◆ Exercise text:
····················

12:02 PM 28th September 2019
Why Is Backing Up Important?
In a world where ransomware has become big business for rogue countries and states, it is more important than ever to be backing up your data on a regular basis.
In a nutshell, ransomware is a virus or script that encrypts your information, meaning it becomes unusable. The cyber-criminal will then send details of how to pay the ransom – usually in the form of a cryptocurrency like bitcoin – in order for you to acquire your data back.
The latest versions of these forms of attacks target the backed-up infrastructure, which can be a nightmare for consumers.
If this kind of cyber-attack ever happens to you, it is far better to write the data off instead of paying the money.
In truth, backing up your data can be a straight-forward task, which doesn’t have to break the bank, so why should you invest?
Is it affordable?
Luckily, we live in a time where data storage prices are at an all-time low and securing huge amounts of information is cheap – especially for home users. However, it is essential that your backup is not physically connected to your machine, including network attached storage (NAS drives for short) as it increases your vulnerability.
There are several methods which allow you do this with varying degrees of complexity, but for the home user – who has to deal with all of life's pressures and may not see a computer or laptop as critical – sticking to an online solution is recommended.
Online, cloud or off-site backup is simply storage space on the internet that is accessed via a program on your computer.
The benefits of this may seem obvious, but not all products are the same. Some do not have a revision history, which could mean your PC backs up the incorrect files and replaces the latest version, so it’s important to do your research before committing to one.
Is it secure?
It can be argued nothing is ever truly secure, due to many factors such as human error. But data that’s stored in the cloud is safer than on your computer, if you choose the right software and set the correct security methods for accessing it that is!
Your chosen virtual provider should store data in ISO/IEC 27001:2013 certified centres – or the American equivalent – which you will be able to find in their company information.
You should also set a two-factor authentication on all of your accounts. This means a secondary alternate method is used to verify who you are at the login stage – this can be delivered via a text message, email or through an app like Google Authenticator.
What’s on the market?
Here is a quick look at the benefits and pricing of some of the products that can offer the best backup security and value for money.
Cost: $6 per month
Features: unlimited backup for one PC or laptop, external hard drives supported, snapshot and revision history, EU storage, two-factor authentication and multiple restore options including a shipped physical disk containing your data, for an extra charge.

····················

◆ Excerpted records:
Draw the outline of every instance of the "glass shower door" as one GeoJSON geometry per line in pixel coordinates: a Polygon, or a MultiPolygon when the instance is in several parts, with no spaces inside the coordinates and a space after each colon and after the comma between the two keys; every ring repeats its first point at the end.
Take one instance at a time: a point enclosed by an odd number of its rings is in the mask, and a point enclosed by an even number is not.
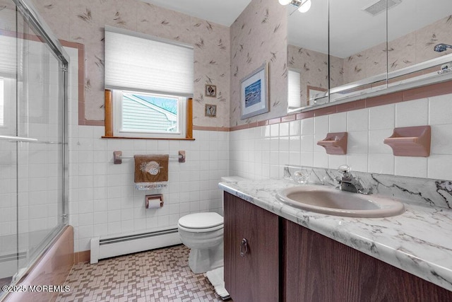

····················

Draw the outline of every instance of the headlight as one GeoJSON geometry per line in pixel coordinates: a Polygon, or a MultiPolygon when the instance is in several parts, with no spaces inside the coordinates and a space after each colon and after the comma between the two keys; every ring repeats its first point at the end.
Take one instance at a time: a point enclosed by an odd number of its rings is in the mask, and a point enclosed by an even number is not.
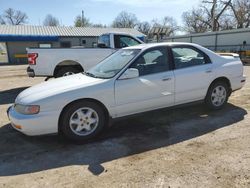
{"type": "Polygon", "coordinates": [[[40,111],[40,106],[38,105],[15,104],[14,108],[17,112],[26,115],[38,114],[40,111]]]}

····················

◆ Required action: Reproduce the stretch of the backup article from "Your chosen virtual" through "their company information." word for word.

◆ Solution to this task:
Your chosen virtual provider should store data in ISO/IEC 27001:2013 certified centres – or the American equivalent – which you will be able to find in their company information.